* **Requirement**
Restate every entry word for word.

Data for this exercise: Begin

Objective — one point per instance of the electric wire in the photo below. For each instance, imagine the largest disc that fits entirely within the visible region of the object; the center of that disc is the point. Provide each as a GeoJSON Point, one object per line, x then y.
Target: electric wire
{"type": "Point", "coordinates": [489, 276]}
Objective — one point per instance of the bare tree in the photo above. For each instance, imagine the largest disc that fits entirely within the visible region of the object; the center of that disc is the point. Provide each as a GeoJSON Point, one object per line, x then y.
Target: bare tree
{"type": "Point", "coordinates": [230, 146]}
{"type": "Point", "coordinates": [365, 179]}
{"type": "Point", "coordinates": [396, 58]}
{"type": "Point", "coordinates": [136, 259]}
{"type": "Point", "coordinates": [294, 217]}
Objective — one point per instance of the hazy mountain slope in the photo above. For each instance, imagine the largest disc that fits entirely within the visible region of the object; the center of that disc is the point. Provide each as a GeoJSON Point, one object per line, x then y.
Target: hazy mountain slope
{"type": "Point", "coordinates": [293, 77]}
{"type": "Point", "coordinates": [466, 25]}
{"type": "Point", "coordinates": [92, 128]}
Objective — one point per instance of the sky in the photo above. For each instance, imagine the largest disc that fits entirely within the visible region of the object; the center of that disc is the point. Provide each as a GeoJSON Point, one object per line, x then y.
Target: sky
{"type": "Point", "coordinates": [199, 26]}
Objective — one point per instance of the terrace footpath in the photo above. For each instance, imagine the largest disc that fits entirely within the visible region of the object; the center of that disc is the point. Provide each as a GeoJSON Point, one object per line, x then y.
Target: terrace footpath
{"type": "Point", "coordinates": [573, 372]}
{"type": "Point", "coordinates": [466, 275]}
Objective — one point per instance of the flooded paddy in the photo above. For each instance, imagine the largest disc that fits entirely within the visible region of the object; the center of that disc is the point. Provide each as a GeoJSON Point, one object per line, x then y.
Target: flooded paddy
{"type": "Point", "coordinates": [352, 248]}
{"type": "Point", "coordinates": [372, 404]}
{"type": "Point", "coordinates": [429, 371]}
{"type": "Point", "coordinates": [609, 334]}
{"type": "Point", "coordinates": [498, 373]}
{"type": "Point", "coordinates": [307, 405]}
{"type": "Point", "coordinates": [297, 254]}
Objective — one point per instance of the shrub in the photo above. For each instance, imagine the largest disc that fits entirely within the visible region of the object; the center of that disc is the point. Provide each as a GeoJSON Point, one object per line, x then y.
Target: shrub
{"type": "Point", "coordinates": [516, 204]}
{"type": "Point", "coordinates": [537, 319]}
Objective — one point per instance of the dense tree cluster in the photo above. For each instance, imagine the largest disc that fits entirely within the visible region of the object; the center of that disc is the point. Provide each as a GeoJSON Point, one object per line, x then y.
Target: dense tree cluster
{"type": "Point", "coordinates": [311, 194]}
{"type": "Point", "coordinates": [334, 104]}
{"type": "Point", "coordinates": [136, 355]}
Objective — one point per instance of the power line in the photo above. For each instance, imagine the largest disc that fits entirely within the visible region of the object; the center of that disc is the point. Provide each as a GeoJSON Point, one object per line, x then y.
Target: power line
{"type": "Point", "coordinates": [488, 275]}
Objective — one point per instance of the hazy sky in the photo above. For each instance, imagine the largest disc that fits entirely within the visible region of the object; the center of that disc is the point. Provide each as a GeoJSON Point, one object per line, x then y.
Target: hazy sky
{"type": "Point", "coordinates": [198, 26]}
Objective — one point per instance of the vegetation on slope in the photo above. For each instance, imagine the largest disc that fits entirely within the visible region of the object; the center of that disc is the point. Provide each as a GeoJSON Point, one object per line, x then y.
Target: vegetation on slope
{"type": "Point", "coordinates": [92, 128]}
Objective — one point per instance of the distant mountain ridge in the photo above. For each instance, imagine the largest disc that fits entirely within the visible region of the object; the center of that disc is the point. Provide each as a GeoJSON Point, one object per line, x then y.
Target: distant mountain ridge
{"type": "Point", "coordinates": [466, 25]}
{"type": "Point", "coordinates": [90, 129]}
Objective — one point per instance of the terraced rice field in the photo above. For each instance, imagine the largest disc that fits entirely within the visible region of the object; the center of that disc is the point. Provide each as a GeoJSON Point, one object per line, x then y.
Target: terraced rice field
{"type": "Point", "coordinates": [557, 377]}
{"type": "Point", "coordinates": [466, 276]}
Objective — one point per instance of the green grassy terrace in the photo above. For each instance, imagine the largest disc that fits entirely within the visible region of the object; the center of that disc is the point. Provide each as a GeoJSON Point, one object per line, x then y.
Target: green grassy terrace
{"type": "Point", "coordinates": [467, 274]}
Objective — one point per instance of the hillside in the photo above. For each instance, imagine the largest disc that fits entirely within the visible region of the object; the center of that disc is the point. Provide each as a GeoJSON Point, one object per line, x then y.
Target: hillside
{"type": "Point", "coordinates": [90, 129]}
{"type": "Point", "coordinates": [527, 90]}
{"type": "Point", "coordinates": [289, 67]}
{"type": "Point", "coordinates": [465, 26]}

Data for this exercise: End

* **Task solution**
Objective — one point per instance of the electric wire in the photo below. For each instance, imagine the largest disc that fits entirely within the visible region of the object; the center of that disc is the point. Provide each as a GeoJSON Point, one object per line, x then y.
Target: electric wire
{"type": "Point", "coordinates": [489, 276]}
Objective — one point per instance of the bare tree in the photo above. For each instance, imagine the largest disc that fits entirely within the visible region of the object; the center of that disc is the point. Provide each as a GeoJSON Point, one object per line, x then y.
Target: bare tree
{"type": "Point", "coordinates": [230, 146]}
{"type": "Point", "coordinates": [365, 179]}
{"type": "Point", "coordinates": [396, 58]}
{"type": "Point", "coordinates": [136, 259]}
{"type": "Point", "coordinates": [294, 217]}
Objective — one point per instance of the hazy mountain slope in the photo above. For each instance, imagine the largest disc that fits entirely within the visible region of the object; the center of that disc is the point. Provide each as a GeoJSON Point, one object per line, x then y.
Target: hazy mountain slope
{"type": "Point", "coordinates": [293, 77]}
{"type": "Point", "coordinates": [466, 25]}
{"type": "Point", "coordinates": [92, 128]}
Objective — one point per instance of the sky in the photo above. For each instance, imagine the largest disc that fits entirely within the visible region of the object; the center of that disc is the point. Provide each as a GeoJSON Point, one object per line, x then y.
Target: sky
{"type": "Point", "coordinates": [199, 26]}
Objective — one point per instance of the terrace footpath in the photo above. For each instance, imagine the largest disc that fits entirely within the visible region of the object; the center of that disc is the point. Provide each as a GeoJSON Point, one object per line, x then y.
Target: terrace footpath
{"type": "Point", "coordinates": [573, 372]}
{"type": "Point", "coordinates": [466, 275]}
Objective — one point per instance of the flooded paddy in the photo above. For each instance, imagine the largest disc that fits entirely within the visible region of the object; the center of that disc is the point. Provide each as a GeoJSON Point, one object per line, x then y.
Target: flooded paddy
{"type": "Point", "coordinates": [352, 248]}
{"type": "Point", "coordinates": [372, 404]}
{"type": "Point", "coordinates": [429, 371]}
{"type": "Point", "coordinates": [609, 334]}
{"type": "Point", "coordinates": [498, 373]}
{"type": "Point", "coordinates": [307, 405]}
{"type": "Point", "coordinates": [297, 254]}
Objective — one point per instance of the shrub in the photo above. For each instance, imagine the largest disc that fits entirely within the visible region of the object; the center of that disc is the point. Provide each as a GeoJSON Point, one object per line, x then y.
Target: shrub
{"type": "Point", "coordinates": [516, 204]}
{"type": "Point", "coordinates": [537, 319]}
Objective — one point per instance of the dense tree cluster in the photo above. For each instance, imagine the largest disc that fits entirely within the visible region of the object; the center of that disc is the point. Provide each as a GeoJSON Point, one object per line, x then y.
Target: dense tree cluster
{"type": "Point", "coordinates": [311, 194]}
{"type": "Point", "coordinates": [334, 104]}
{"type": "Point", "coordinates": [136, 355]}
Objective — one point per instance of the power line in the photo above. For each instance, imagine the largest disc that fits entirely within the visible region of the object; the center of that disc is the point. Provide each as a GeoJSON Point, one object per line, x then y.
Target: power line
{"type": "Point", "coordinates": [488, 275]}
Objective — one point per instance of the hazy sky in the photo above. For each instance, imagine the largest disc that fits entirely within the visible region of the object; the center of that disc is the point. Provide each as a GeoJSON Point, one object per line, x then y.
Target: hazy sky
{"type": "Point", "coordinates": [198, 26]}
Objective — one point per instance of the vegetation on slope in the photo above. For each instance, imagine the largest disc that fits entirely within the visible region of the object; the center of that disc is the point. Provide each as a GeoJSON Point, one object per line, x then y.
Target: vegetation on slope
{"type": "Point", "coordinates": [92, 128]}
Objective — one point per instance of the distant mountain ridge in the photo above. For each instance, imagine the largest disc that fits entirely within the visible region of the object; the center of that disc is the point. Provide each as a GeoJSON Point, one object per line, x then y.
Target: distant mountain ridge
{"type": "Point", "coordinates": [466, 25]}
{"type": "Point", "coordinates": [90, 129]}
Objective — one point per instance of the terraced rice field in the photo above. For each instance, imagine the largest disc that fits entirely within the visible region of the object; the center of that disc is the point. Provide each as a GeoJSON Point, one object per line, x then y.
Target: terraced rice field
{"type": "Point", "coordinates": [557, 377]}
{"type": "Point", "coordinates": [466, 276]}
Objective — one point per instance of the green grassy terrace in the photo above. For each instance, imagine the largest disc that fits entirely within the visible region of the object; the center of that disc is the point. Provide each as a GeoJSON Point, one object per line, x then y.
Target: green grassy terrace
{"type": "Point", "coordinates": [467, 274]}
Objective — one point per instance of the hillside in the photo above. For each instance, imagine the largest disc that fits entirely within the visible region of the object; the center of that disc is the point. Provide each as a GeoJSON Point, one object per line, x then y.
Target: hillside
{"type": "Point", "coordinates": [90, 129]}
{"type": "Point", "coordinates": [527, 90]}
{"type": "Point", "coordinates": [289, 67]}
{"type": "Point", "coordinates": [465, 26]}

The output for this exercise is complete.